[Source records]
-- Start --
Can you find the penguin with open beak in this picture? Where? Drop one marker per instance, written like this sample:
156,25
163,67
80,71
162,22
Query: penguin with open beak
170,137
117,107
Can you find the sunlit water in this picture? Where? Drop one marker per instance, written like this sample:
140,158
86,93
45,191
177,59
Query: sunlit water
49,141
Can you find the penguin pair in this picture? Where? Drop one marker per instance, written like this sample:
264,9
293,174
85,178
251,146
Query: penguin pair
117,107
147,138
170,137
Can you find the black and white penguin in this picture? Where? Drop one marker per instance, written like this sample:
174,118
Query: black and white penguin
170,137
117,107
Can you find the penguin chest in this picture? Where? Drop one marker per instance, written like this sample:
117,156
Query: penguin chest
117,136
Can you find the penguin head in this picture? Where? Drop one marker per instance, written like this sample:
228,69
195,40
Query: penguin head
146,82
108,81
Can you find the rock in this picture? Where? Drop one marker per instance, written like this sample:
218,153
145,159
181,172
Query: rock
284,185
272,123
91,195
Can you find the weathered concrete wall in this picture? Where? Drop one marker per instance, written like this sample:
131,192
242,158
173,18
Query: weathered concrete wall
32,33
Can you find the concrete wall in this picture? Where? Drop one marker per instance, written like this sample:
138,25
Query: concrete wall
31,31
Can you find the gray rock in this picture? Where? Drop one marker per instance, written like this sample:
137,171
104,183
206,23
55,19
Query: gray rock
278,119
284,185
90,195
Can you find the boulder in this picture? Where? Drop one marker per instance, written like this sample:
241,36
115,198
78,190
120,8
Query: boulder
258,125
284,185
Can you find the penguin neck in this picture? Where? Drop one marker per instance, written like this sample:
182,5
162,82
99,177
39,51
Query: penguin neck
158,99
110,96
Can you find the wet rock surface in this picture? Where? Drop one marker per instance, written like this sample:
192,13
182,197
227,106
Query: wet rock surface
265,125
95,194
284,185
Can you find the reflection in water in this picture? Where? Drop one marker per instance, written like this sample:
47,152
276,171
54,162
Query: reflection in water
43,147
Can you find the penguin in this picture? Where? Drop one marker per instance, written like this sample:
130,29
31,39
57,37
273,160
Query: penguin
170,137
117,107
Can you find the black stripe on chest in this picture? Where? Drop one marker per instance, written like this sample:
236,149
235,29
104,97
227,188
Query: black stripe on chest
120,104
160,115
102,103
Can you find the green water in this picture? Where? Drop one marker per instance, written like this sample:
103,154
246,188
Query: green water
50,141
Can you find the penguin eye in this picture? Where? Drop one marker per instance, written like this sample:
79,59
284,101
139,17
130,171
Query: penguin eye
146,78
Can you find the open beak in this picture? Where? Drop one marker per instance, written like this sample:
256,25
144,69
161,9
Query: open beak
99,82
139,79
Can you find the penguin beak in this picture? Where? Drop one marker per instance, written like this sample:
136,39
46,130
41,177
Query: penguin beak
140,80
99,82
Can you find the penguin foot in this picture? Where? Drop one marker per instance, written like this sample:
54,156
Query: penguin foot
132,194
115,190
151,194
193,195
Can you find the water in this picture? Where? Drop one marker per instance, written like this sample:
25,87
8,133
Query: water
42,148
-- End --
Return all of the above records exactly, leaving no line out.

Can you find the penguin with open beak in this picture? Where? Drop one marker per instance, written like this sample:
156,25
163,67
80,71
162,22
Query: penguin with open beak
170,137
117,107
Can you find the sunlit water in this picture? Where? Drop one marker per instance, written like this sample:
140,158
86,93
45,191
177,59
Query: sunlit water
49,141
Can you find the penguin pair in this picture? Where? Drop one marker per instance, written like this sample:
264,9
293,174
85,178
251,146
Query: penguin pair
117,107
147,138
170,137
Can you find the black and white penguin in this picture? Where? Drop one marker per instance, written like this sample:
174,118
Query: black and white penguin
170,137
117,107
Can you find the penguin chest in this picture? Where? Drop one marker per instance, written like this sample:
117,156
Query: penguin chest
117,136
Can you find the penguin head in this picture? Where? Drop one marker per instance, written like this sample:
228,69
195,40
Query: penguin head
146,82
108,81
Can you find the rock in this picture? Where? Drop one marker per instance, written like this sample:
218,153
145,159
181,172
Query: rock
284,185
272,123
91,195
Can you find the weathered concrete wall in this picture? Where? Drop one marker per instance, written like this sample:
131,192
242,158
173,18
Query: weathered concrete wall
32,33
Can you find the concrete wall in this picture? Where? Drop one marker per instance, written like this sample:
138,25
Query: concrete wall
31,31
Can you find the gray rock in this picture? Where? Drop one marker per instance, written like this sample:
137,171
104,183
206,23
55,19
Query: gray rock
278,119
284,185
90,195
Can you find the boulder in this picture? Where? Drop one marker per instance, written like this sample:
241,36
115,198
78,190
120,8
Query: boulder
258,125
284,185
Can you find the penguin neck in this picture? Where? Drop one marker per instance, written like this sample:
182,5
162,82
99,177
39,51
Query: penguin neck
158,99
110,96
Can you find the wet rock surface in this picture? Where? Drop one marker per instance, written like this sample:
192,13
182,197
227,106
Query: wet rock surface
265,125
95,194
284,185
Can you find the reflection in water in this picture? Where? Drop one marker per instance, written like this sample:
47,152
276,171
54,162
Query: reflection in water
43,147
Can you find the penguin in this picture? Where? Drop one marker per instance, written like this sample:
130,29
31,39
57,37
273,160
Query: penguin
170,137
117,107
Can you find the black stripe on chest in this picture? Where? Drop one marker per instance, written like this sample:
236,149
235,29
104,97
227,188
Query: black stripe on chest
120,104
160,115
102,103
Can you find the green water in this picture? Where? Drop one marker per instance, written like this sample:
103,154
246,188
Query: green water
50,141
Can you find the penguin eye in this picture? Where? Drop one marker per instance, written like this sample:
79,59
284,101
139,17
130,171
Query: penguin eye
146,78
Can you find the open beak in this picture? Where? Drop one marker per instance, written like this sample:
256,25
144,69
161,9
Query: open beak
99,82
139,79
Can you find the penguin beak in this picture? Where? Drop one marker per instance, written like this sample:
136,39
46,130
41,177
Query: penguin beak
140,80
99,82
Can you find the penguin foot in this picture? Where? Drop one marker per instance, written like this sample:
54,156
Query: penguin foot
132,194
115,190
151,194
193,195
Can you find the water in this picture? Where? Drop one marker per instance, written like this sample:
25,87
8,133
Query: water
42,148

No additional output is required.